**Page text:**
════

BioWorld International Correspondent
LONDON - Investors in Proximagen Neurosciences plc resisted the lure of offers to buy the company and settled, for now, on a licensing agreement with Boehringer Ingelheim.
No details of the agreement were given - not even which of London-based Proximagen's five preclinical programs the deal refers to, other than to say it covers a variety of central nervous system therapies, including treatments for Parkinson's disease.
"I want to shout from the rooftops, but obviously I can't," Proximagen CEO Kenneth Mulvany told BioWorld International. "Boehringer Ingelheim is under no obligation to disclose as it is privately owned."
He added, "It is a tremendous asset that we have partnered." The deal will have three effects, Mulvany said. "It will enable us to move the program more quickly; we will access expertise they [Boehringer] have in the field; and it will have an effect on investment in the program because we will be sharing resources."
Proximagen, which is quoted on London's Alternative Investment Market (AIM), announced July 31 that several people were interested in acquiring the company. As he unveiled the deal with Boehringer, Mulvany said all takeover talks have ended.
"We had a number of approaches, several to buy [the company]. We felt that even though the value of these was at a significant premium [to the share price] there is a greater inherent value in our programs," he added.
Proximagen joined AIM in March 2005, after having raised a mere £400,000 in seed capital following its spinout from King's College London in November 2003.
However, the company was at that point showing an operating profit on its fee for services business, which had a turnover of £737,000 in the year to November 2006. Since then Proximagen has prioritized development of its in-house programs, reducing the level of resource it can put into third-party work, and revenues from services fell to £191,000 in the first six months of 2007.
The focus on in-house development was reflected also in a fall in cash in hand to £10.4 million (US$22.2 million), a net outflow of £1.1 million since the year end in November 2006, as Proximagen beefed up research and development investment.
There are five programs in development currently, with one, PRX4, having the backing of the Michael J. Fox Founda-tion and Elan Corp., of Dublin, Ireland.
That program is working on using a viral vector to deliver a neuroprotective gene directly into the brain for treating Parkinson's disease. Elan has first rights on licensing that product.
The lead program, PRX1, is developing longer-acting derivatives of the dopamine replacement therapy levodopa for treating Parkinson's disease. Those analogues are said to be stable, show improved absorption and increased duration of action. It is believed that will reduce dyskinesia, the involuntary movements that are a major side effect of levodopa.
PRX2 is designed to treat dyskinesia induced by levodopa or dopamine agonists without inhibiting the activity of those drugs.
The company announced recently that it initiated a new indication within the PRX2 program targeting neuropathic pain. Proximagen said this demonstrates its growing expertise with selective neuronal nitric oxide synthase inhibitors.
Meanwhile, PRX3 is described as the "hold-all basket" by Mulvany. "These are projects acquired by in-licensing, and there's a bucket of things we are looking at."
The newest program, PRX5, is concerned with cognition, memory and learning. Proximagen said the program covers proprietary compounds against cognitive decline and Parkinson's disease, that are orally active, selective and highly potent.
Mulvany said investors are supportive of partnering, rather than acquisition, as the company applies its existing cash resources to advance the value of its programs.
"We did speak to investors, and they took a view there is a tremendous amount of value in the programs. Having pharma partners is all important," he said.

════

**Records shown:**
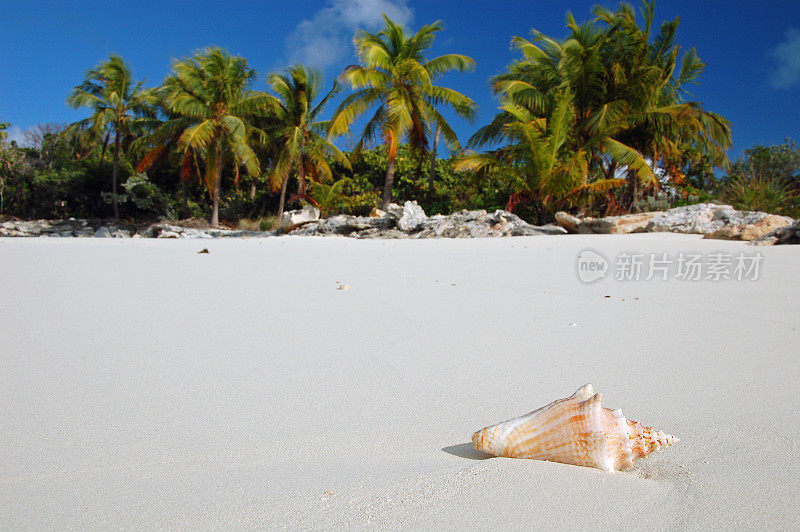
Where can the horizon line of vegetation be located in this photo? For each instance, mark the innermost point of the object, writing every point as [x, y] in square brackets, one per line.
[600, 121]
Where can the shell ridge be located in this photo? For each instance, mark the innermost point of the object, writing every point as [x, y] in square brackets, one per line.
[575, 430]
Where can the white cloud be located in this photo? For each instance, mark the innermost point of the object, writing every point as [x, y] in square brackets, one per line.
[788, 55]
[326, 37]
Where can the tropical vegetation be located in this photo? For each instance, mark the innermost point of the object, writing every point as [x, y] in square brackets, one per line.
[396, 78]
[599, 121]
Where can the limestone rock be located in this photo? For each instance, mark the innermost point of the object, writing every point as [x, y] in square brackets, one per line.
[395, 210]
[788, 234]
[567, 221]
[412, 218]
[751, 231]
[293, 219]
[617, 225]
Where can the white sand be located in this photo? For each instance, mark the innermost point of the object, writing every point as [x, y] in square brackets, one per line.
[144, 385]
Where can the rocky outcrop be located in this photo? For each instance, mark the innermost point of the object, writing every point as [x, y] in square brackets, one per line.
[412, 218]
[708, 219]
[166, 230]
[293, 219]
[788, 234]
[410, 221]
[70, 227]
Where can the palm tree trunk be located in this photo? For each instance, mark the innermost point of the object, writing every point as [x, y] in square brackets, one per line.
[387, 186]
[184, 198]
[301, 178]
[281, 204]
[434, 154]
[105, 146]
[217, 186]
[114, 173]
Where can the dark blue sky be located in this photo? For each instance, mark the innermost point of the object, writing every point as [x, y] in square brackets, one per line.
[752, 48]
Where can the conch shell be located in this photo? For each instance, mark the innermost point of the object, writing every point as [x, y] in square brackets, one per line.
[577, 431]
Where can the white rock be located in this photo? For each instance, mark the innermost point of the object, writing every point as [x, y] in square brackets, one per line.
[412, 218]
[293, 219]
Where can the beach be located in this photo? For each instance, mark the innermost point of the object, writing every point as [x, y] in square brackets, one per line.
[305, 382]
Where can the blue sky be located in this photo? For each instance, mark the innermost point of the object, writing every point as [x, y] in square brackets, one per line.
[752, 48]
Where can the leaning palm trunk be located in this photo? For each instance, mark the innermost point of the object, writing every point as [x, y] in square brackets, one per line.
[387, 186]
[434, 154]
[217, 185]
[114, 174]
[281, 205]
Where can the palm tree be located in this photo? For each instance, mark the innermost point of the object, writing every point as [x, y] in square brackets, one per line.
[396, 76]
[295, 133]
[616, 84]
[211, 112]
[120, 107]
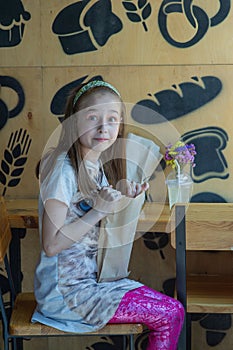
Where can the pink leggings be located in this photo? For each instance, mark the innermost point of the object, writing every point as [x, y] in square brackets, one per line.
[163, 315]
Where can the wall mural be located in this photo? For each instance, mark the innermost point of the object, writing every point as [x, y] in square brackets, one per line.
[14, 159]
[13, 18]
[209, 143]
[178, 100]
[15, 86]
[73, 23]
[86, 26]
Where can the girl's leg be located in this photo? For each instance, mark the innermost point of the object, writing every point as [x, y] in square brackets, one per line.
[163, 315]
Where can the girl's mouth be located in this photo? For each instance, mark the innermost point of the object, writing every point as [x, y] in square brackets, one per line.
[101, 139]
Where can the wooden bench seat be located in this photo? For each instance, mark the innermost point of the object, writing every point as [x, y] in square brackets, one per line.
[20, 327]
[20, 323]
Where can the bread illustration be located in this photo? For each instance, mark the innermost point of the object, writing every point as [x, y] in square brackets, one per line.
[83, 28]
[209, 143]
[177, 101]
[13, 18]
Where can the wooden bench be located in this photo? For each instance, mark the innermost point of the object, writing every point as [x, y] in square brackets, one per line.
[24, 304]
[202, 227]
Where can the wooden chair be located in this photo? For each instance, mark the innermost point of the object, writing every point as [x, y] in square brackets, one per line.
[17, 325]
[202, 227]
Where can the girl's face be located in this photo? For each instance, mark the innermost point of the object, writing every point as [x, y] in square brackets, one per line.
[98, 123]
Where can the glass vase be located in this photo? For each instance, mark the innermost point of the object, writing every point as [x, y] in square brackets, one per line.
[179, 186]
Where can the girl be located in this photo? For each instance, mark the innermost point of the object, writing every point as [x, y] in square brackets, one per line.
[75, 196]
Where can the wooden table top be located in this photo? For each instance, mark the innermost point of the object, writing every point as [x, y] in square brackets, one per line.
[23, 213]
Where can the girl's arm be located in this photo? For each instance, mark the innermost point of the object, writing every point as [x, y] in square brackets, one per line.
[56, 236]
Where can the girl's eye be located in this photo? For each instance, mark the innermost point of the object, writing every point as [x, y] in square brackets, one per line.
[113, 119]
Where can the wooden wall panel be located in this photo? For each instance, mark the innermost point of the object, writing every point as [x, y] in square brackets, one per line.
[176, 54]
[202, 35]
[22, 130]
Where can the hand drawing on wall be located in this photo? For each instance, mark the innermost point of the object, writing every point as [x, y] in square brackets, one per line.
[209, 143]
[15, 86]
[83, 26]
[196, 17]
[14, 159]
[177, 101]
[138, 12]
[13, 18]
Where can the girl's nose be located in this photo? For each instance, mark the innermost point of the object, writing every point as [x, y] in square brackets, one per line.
[102, 129]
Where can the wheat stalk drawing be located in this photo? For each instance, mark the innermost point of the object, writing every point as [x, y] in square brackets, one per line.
[14, 159]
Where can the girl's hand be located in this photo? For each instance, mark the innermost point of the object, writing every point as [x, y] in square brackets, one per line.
[106, 200]
[132, 188]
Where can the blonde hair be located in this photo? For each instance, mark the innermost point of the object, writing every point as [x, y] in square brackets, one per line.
[113, 159]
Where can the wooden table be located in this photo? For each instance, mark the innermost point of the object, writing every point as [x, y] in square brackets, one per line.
[23, 215]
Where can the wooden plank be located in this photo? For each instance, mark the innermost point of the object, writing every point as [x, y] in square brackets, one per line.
[23, 213]
[209, 226]
[210, 294]
[25, 304]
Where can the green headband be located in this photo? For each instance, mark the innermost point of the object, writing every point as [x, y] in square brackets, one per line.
[91, 85]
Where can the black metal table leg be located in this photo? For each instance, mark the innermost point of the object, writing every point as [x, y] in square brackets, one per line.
[15, 257]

════

**To do:** In the Proximagen article, which university did the company spin out from?

**Expected answer:** King's College London